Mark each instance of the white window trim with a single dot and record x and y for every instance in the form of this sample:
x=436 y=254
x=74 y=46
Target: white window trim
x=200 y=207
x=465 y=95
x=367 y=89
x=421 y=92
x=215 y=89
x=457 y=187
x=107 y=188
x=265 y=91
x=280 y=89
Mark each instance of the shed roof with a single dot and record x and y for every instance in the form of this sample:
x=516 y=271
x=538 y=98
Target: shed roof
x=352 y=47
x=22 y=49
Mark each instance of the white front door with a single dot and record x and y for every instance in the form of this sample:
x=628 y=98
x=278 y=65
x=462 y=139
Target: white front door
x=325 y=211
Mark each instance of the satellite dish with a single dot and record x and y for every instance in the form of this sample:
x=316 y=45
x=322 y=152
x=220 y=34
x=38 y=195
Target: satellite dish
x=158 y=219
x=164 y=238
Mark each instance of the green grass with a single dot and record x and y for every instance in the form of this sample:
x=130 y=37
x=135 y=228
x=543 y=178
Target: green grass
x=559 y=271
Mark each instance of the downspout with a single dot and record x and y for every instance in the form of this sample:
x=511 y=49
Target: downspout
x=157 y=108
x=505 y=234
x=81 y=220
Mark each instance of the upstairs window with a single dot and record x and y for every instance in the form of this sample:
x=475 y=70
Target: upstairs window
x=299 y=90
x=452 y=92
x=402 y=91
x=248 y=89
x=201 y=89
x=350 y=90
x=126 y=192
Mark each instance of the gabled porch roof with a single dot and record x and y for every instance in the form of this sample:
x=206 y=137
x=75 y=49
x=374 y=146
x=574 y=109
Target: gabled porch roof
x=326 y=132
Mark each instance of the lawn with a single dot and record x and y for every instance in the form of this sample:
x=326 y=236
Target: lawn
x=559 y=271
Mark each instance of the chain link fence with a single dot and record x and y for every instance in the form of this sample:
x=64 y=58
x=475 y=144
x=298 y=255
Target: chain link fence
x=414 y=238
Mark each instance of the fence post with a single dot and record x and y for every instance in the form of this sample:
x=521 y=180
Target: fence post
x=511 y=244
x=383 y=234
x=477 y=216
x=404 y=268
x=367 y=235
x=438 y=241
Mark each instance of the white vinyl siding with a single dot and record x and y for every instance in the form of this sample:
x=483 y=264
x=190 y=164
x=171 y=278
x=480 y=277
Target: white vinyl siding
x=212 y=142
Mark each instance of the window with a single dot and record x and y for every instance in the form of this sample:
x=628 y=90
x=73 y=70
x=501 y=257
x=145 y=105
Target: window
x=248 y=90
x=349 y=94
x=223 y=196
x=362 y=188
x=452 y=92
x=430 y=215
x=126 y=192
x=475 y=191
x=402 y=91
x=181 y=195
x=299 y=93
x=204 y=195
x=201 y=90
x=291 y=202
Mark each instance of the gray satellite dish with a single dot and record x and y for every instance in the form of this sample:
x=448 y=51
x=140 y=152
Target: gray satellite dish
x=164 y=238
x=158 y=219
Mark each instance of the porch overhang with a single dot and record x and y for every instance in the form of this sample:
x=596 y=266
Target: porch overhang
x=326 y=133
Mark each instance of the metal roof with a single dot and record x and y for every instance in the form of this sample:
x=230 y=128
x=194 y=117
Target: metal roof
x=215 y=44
-*-
With the line containing "Target: window" as the first and the final line of the entries above as the last, write out that span exactly and nothing more.

Target: window
x=248 y=90
x=349 y=94
x=223 y=196
x=362 y=188
x=452 y=92
x=430 y=215
x=126 y=192
x=475 y=191
x=402 y=91
x=181 y=195
x=299 y=93
x=204 y=195
x=201 y=90
x=291 y=202
Mark each instance of the gray satellite dish with a single dot and record x and y for every instance in the form of this sample:
x=448 y=51
x=140 y=152
Target: gray satellite dish
x=164 y=238
x=158 y=219
Mark each instance of the porch overhang with a single dot and record x and y for every instance in the form of this sample:
x=596 y=266
Target: porch overhang
x=326 y=133
Mark each instance of the metal roof with a single dot and record x and y for every instance in the form of this sample:
x=230 y=128
x=194 y=117
Target: metal roof
x=215 y=44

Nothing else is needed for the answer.